++++ Article

IVP - Strangely Dim

October 22, 2004

Ticked Off

By David A. Zimmerman

Part of my church’s ministry to the community these days is a program called Alpha. If it were a macro in Microsoft Word, it would look a little something like this:

For n = 1 to 15
1. Enjoy a meal together.
2. Sing together.
3. Watch a forty-five-minute video together.
4. Talk together.
Next
End

As weird as that may seem to you, it’s pretty standard stuff. Ask any programmer. The really weird thing about the program is that the speaker on the video is British. Now, I don’t hold it against anyone for being British, but they shore do talk funny. It’s cute, in a way, like watching public television on Sunday nights.

My line of work puts me in contact with lots of British books. For roughly the same amount of time that I’ve been going through Alpha, I’ve been busy translating two British books from English to English. As weird as that may seem to you, it’s pretty standard stuff. British grammar, for example, calls for single quotation marks around quoted material: ‘Four score and seven years ago’. It also calls for terminating punctuation (that’s “periods” for all you laypeople) to be placed outside quotation marks, as you can see in the same quoted material above. To translate the phrase from English into English, then, I would render it thus: “Eighty-seven years ago.”

++++++++

[Requirement a]
Collect every line in the records below that contains the word "player", matching case exactly.

++++ Dataset content

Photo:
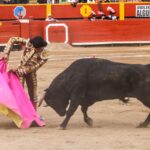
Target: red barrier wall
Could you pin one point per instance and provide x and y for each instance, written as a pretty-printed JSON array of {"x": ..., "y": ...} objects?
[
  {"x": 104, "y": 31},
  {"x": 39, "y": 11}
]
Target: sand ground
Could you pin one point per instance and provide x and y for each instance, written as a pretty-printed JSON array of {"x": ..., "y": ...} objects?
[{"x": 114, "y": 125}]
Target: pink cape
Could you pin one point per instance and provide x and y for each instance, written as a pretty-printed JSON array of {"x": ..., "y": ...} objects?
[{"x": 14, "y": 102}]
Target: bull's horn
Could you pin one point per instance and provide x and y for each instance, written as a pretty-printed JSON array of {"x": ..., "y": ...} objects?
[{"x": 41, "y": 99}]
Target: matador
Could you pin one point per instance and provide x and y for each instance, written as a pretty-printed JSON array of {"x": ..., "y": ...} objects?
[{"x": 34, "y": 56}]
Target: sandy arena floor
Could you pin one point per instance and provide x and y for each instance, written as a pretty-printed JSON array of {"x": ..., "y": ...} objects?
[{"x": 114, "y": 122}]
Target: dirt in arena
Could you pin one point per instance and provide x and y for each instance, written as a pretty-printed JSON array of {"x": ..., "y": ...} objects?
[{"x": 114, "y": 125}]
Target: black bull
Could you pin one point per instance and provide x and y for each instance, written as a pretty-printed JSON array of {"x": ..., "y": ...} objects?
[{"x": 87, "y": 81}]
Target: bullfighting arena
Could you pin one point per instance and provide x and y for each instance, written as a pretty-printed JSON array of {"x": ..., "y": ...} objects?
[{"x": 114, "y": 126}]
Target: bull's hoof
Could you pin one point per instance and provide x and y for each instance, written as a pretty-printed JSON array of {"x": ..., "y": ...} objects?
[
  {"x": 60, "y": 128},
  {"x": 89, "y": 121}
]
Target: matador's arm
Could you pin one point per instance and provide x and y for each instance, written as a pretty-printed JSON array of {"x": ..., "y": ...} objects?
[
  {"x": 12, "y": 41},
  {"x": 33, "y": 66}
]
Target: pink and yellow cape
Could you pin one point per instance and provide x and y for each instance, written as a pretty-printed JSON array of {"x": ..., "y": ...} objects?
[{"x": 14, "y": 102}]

++++++++
++++ Dataset content

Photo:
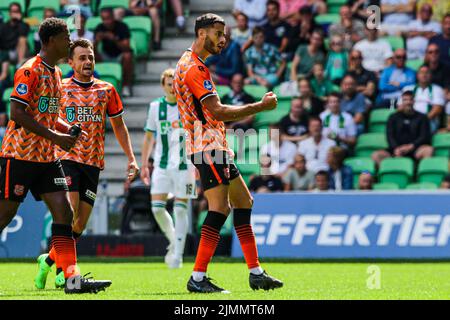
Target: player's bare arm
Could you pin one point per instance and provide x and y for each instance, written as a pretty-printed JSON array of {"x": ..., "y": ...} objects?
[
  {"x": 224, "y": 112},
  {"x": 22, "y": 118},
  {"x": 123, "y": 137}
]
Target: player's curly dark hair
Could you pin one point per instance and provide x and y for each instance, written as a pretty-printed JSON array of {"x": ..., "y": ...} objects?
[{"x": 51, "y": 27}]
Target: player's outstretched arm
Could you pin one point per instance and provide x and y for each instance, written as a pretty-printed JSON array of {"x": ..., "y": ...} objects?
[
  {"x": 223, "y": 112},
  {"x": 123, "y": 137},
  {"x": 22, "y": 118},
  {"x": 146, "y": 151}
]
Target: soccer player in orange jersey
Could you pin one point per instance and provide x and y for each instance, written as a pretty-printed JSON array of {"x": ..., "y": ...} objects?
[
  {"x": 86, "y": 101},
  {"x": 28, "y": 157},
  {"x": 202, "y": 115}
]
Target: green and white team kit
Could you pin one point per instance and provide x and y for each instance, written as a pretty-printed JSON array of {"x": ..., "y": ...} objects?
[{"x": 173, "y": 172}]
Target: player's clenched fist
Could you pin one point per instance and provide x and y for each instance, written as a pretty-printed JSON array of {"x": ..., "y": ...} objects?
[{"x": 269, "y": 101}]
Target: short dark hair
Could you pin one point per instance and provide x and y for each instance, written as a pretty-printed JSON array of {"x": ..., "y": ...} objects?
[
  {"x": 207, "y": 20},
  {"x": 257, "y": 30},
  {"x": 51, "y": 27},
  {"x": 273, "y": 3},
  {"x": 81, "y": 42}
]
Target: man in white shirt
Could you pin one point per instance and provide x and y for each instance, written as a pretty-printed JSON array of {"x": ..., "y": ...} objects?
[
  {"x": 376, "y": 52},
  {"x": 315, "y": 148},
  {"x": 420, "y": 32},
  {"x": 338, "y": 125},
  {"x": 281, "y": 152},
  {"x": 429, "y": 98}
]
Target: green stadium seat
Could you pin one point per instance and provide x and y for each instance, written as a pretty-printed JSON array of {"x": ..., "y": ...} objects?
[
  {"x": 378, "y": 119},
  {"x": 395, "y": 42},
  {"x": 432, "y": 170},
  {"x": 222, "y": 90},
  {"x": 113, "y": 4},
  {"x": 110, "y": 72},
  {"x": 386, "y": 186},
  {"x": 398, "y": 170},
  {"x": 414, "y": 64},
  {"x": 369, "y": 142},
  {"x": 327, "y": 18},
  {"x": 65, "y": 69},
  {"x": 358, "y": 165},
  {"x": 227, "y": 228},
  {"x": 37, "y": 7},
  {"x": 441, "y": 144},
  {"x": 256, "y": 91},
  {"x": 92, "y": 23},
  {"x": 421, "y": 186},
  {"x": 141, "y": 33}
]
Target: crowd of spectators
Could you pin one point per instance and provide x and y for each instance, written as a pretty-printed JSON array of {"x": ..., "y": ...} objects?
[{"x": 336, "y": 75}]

++++++++

[Requirement b]
In the post, what kind of quotation marks does British grammar call for around quoted material?

[Worked solution a]
Target: player's bare arm
Target: player's curly dark hair
Target: player's outstretched arm
Target: soccer player in orange jersey
Target: player's clenched fist

[Worked solution b]
Single quotation marks.